ROWS:
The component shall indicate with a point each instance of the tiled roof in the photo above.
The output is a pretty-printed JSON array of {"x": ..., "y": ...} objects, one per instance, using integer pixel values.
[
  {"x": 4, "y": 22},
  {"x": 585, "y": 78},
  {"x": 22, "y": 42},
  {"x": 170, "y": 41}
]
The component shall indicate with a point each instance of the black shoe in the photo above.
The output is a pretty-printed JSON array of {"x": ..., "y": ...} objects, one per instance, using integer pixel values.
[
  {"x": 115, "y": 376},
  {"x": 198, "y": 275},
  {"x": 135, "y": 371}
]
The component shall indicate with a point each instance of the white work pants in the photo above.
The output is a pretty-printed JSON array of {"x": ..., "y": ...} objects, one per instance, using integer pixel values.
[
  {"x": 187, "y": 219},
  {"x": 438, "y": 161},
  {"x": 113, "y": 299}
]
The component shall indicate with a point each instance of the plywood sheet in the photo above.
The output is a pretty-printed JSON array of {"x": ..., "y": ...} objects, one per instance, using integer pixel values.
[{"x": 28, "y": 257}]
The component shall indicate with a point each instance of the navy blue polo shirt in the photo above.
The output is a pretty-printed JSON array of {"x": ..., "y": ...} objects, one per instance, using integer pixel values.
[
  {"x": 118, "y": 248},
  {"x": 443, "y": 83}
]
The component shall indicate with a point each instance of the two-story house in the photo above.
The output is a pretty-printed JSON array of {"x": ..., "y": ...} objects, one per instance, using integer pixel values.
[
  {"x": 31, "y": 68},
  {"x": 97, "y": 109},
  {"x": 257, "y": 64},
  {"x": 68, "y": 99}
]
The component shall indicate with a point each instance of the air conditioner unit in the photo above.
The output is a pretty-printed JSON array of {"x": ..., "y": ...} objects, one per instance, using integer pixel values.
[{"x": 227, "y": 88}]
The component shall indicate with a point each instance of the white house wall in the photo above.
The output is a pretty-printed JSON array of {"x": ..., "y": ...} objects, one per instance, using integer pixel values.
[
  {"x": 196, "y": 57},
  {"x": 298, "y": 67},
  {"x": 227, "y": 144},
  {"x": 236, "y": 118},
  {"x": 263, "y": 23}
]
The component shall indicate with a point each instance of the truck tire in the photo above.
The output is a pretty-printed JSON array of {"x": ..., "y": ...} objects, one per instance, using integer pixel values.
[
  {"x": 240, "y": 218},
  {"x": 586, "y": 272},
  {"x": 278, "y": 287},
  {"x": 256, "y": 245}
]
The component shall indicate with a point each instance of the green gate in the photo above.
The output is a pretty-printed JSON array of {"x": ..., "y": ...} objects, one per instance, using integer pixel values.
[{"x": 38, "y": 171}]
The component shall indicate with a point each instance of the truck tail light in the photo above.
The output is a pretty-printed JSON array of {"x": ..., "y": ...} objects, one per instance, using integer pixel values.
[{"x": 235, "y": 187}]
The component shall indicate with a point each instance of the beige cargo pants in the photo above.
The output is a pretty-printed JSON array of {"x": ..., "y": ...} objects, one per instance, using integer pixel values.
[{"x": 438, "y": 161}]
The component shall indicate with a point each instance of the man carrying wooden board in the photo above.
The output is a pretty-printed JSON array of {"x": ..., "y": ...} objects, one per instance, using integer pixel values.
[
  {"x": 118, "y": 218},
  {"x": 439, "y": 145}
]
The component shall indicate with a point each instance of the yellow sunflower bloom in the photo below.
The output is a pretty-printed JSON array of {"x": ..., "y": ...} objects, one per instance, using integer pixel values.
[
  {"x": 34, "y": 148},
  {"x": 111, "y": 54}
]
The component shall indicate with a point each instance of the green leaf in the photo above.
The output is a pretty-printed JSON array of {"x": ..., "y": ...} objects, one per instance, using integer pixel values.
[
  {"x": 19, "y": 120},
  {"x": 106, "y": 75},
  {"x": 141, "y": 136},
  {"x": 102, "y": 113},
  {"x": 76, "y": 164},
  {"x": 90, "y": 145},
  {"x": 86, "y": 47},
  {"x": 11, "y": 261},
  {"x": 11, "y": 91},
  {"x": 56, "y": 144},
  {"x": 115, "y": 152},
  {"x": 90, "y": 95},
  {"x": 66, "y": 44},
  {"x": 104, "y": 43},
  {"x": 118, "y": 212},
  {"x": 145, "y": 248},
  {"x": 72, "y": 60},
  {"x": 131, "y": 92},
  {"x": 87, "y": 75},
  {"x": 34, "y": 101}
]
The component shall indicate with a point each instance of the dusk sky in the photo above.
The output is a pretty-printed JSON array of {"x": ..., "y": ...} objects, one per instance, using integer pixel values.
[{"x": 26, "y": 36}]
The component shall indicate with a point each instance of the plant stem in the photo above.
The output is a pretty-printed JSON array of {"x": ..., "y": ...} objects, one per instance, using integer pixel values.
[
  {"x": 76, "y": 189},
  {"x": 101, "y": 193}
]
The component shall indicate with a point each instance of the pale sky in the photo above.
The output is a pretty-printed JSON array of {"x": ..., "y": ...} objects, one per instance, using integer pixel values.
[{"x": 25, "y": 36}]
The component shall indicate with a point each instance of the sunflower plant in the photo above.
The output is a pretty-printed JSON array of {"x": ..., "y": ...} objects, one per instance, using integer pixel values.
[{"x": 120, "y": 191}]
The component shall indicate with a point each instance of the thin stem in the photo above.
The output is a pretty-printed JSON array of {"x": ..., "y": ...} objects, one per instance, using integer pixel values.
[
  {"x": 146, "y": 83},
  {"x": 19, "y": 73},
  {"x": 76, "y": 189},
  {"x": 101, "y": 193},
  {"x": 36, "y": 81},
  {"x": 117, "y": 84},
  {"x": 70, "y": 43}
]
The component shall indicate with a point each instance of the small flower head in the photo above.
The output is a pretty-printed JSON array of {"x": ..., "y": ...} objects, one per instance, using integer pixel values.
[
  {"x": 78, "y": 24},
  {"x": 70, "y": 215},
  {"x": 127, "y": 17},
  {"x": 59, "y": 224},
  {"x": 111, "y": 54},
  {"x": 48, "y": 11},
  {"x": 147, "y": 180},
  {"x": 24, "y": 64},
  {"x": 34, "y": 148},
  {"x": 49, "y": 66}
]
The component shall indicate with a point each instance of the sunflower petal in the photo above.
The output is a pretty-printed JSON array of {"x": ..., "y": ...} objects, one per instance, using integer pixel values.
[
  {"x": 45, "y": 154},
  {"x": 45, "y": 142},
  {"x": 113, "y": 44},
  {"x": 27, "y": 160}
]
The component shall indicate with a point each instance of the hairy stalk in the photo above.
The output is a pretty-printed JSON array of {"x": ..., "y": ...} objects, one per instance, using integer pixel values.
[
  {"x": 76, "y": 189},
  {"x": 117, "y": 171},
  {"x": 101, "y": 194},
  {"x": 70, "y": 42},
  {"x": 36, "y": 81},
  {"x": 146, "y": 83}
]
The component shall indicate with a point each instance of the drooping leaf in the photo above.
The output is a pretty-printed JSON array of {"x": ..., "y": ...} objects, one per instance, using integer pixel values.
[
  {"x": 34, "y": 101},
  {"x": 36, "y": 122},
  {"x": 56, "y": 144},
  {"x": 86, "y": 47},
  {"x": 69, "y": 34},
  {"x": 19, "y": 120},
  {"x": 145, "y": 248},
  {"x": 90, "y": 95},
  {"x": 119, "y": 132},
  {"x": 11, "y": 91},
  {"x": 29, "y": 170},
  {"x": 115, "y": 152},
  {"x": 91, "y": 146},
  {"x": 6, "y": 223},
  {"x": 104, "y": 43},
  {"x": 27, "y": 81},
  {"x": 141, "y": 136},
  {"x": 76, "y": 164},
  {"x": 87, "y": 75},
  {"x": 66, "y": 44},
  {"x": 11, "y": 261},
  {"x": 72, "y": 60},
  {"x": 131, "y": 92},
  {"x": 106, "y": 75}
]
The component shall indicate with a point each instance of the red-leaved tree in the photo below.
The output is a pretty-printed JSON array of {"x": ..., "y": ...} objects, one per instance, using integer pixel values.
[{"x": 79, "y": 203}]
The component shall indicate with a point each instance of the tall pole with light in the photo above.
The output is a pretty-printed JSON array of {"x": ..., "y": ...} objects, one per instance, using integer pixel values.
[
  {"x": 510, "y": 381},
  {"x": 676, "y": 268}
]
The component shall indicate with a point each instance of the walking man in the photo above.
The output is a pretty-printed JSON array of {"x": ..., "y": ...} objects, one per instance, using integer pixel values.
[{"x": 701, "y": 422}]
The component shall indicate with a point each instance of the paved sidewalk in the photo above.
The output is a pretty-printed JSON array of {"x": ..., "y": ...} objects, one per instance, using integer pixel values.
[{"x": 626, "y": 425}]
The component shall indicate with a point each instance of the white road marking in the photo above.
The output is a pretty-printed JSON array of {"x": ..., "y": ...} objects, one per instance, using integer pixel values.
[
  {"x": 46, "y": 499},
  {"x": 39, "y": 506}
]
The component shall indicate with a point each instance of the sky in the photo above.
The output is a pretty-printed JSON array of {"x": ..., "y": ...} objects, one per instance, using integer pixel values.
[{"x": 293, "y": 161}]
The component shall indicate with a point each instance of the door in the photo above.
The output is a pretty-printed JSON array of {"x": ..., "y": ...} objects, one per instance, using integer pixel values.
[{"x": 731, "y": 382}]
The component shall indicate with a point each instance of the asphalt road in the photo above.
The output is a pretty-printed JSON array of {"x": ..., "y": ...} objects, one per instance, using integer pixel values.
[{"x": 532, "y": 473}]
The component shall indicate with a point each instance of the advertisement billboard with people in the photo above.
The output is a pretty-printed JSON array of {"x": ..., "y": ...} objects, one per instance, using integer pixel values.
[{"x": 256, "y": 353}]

EXERCISE DESCRIPTION:
Beginning at the line that holds "door in the photo above.", reproduce each line of the records above down to and including the last one.

ANSWER:
The component shall indicate with a point each instance of the door in the photo above.
The output is a pretty-printed JSON array of {"x": ..., "y": ...} objects, one per instance, using integer pixel values.
[{"x": 731, "y": 382}]
The component shall indicate with a point each instance of the asphalt road in the photo above.
The output is a pretty-printed JSON array of {"x": ..., "y": ...} objects, one per instance, using integer pixel values.
[{"x": 532, "y": 473}]
The component shall indicate with a point each instance of the advertisement billboard with people in the photo above.
The output is a pretty-printed JSON array of {"x": ..., "y": ...} objects, one per instance, using integer pixel values.
[{"x": 256, "y": 353}]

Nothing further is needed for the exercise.